[Start of Page excerpt]

Learning from an April Fool’s joke

Yesterday an animated gif and a misjudged prank provoked the ire of thousands of Internet users. As an April Fool’s joke, Google temporarily enabled a feature that let users have the “last word” in an email exchange, by blocking attempted replies. It had to be discontinued after complaints that inadvertent clicks on the wrong button had disrupted many users’ personal and business correspondence. The cheeky animation which accompanied the feature – a Minion from the Despicable Me series disguised as the queen of England, dropping a microphone – also turned up in inappropriate and embarrassing contexts, such as a funeral home’s correspondence with grieving parents. A swift apology, and the withdrawal of the feature, prevented the joke from turning into a public relations disaster, but this storm in a teacup should remind us of the dangerous overlap between our virtual and actual lives.

We move between the real world and its digital facsimiles so seamlessly that we often fail to notice their differences. One example of this is the way that young children who have grown accustomed to hi-tech devices are often disappointed when photographs on actual printed material, like magazine covers, can’t be resized by a pinch-to-zoom gesture. Even before they can speak this function has been hardwired into their brains. We may smile at their confusion, but the amount of trust we collectively place in screens is no less naive, and much of what we think we know about the Internet turns out to be just as illusory.

[End of Page excerpt]
[Start of Data rows]

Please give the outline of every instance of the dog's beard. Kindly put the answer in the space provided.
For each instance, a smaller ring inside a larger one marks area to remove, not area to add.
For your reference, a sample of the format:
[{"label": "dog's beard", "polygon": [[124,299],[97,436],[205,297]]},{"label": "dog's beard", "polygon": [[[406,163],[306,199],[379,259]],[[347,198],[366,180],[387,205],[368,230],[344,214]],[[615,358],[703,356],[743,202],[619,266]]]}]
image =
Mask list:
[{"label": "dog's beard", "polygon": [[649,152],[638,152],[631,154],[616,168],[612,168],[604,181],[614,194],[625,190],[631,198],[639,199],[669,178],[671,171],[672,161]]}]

[End of Data rows]
[Start of Data rows]

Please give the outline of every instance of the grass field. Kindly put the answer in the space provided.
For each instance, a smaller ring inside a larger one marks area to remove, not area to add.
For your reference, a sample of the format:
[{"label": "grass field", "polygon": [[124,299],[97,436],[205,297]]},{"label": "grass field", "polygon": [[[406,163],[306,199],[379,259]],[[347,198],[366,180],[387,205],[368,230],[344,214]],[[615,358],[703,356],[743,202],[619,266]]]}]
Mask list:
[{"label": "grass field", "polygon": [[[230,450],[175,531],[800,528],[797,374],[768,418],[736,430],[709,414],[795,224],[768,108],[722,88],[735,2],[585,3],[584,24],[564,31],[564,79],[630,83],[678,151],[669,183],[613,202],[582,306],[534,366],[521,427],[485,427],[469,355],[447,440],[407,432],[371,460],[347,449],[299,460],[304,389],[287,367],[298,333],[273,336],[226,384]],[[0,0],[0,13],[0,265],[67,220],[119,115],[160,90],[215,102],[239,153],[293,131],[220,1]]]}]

[End of Data rows]

» **Tasks to carry out**:
1) Answer these about the April Fool's essay:
(a) What did the feature Google enabled block?
(b) What character appeared in the animation that went with the feature, and how was it disguised?
(c) What gesture do young children expect to work on photographs in printed material?
2) Copy word for word the passage of the April Fool's essay starting at "We move between" and ending at "just as illusory.".

» **Exercise solutions**:
1)
(a) Attempted replies in an email exchange.
(b) A Minion from the Despicable Me series, disguised as the queen of England.
(c) The pinch-to-zoom gesture.

2)
We move between the real world and its digital facsimiles so seamlessly that we often fail to notice their differences. One example of this is the way that young children who have grown accustomed to hi-tech devices are often disappointed when photographs on actual printed material, like magazine covers, can’t be resized by a pinch-to-zoom gesture. Even before they can speak this function has been hardwired into their brains. We may smile at their confusion, but the amount of trust we collectively place in screens is no less naive, and much of what we think we know about the Internet turns out to be just as illusory.